**Collected data:**
........
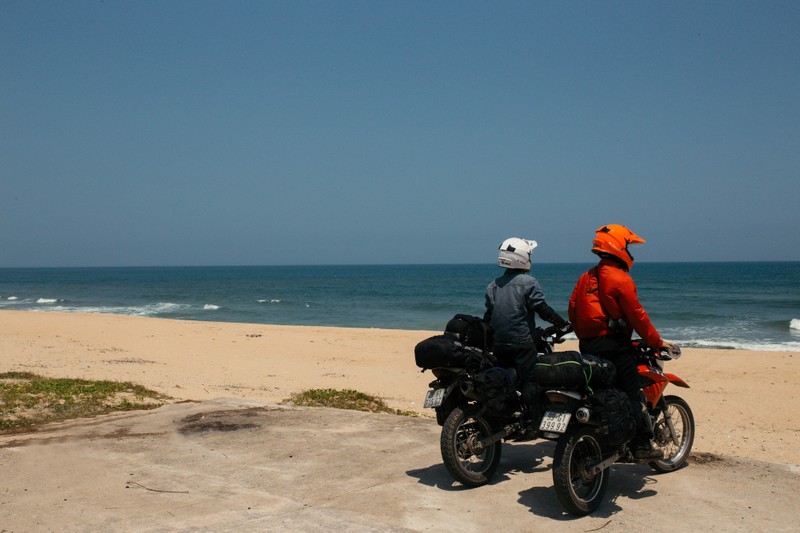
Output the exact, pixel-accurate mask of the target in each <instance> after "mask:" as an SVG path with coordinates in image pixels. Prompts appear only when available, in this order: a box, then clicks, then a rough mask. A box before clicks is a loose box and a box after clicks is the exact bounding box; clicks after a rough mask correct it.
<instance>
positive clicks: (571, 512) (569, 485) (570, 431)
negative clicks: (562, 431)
mask: <svg viewBox="0 0 800 533" xmlns="http://www.w3.org/2000/svg"><path fill="white" fill-rule="evenodd" d="M602 460H603V449H602V447H601V446H600V442H598V440H597V438H596V437H595V434H594V429H593V428H590V427H576V428H575V429H573V430H572V431H570V432H569V433H567V434H565V435H563V436H562V437H561V438H560V439H559V440H558V443H557V444H556V450H555V456H554V457H553V486H554V487H555V490H556V496H558V501H560V502H561V505H563V506H564V509H566V511H567V512H568V513H570V514H574V515H579V516H583V515H587V514H589V513H591V512H592V511H594V510H595V509H597V507H598V506H599V505H600V503H601V502H602V499H603V496H604V495H605V492H606V488H607V487H608V478H609V475H610V472H609V469H608V468H605V469H603V470H601V471H600V472H598V473H597V474H593V473H592V472H591V468H592V467H593V466H595V465H597V464H598V463H600V462H601V461H602Z"/></svg>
........
**About this exercise:**
Leave the pictures out and repeat exactly the lines from the beginning of the records to the line bearing "positive clicks: (571, 512)", both ends counted.

**Exercise answer:**
Output the exact, pixel-accurate mask of the target in each <instance> after "mask:" as an SVG path with coordinates in image pixels. Prompts appear only when available, in this order: a box, then clicks, then a rough mask. A box before clicks is a loose box and a box after clicks is the exact bounding box; clicks after a rough mask correct it.
<instance>
positive clicks: (571, 512) (569, 485) (570, 431)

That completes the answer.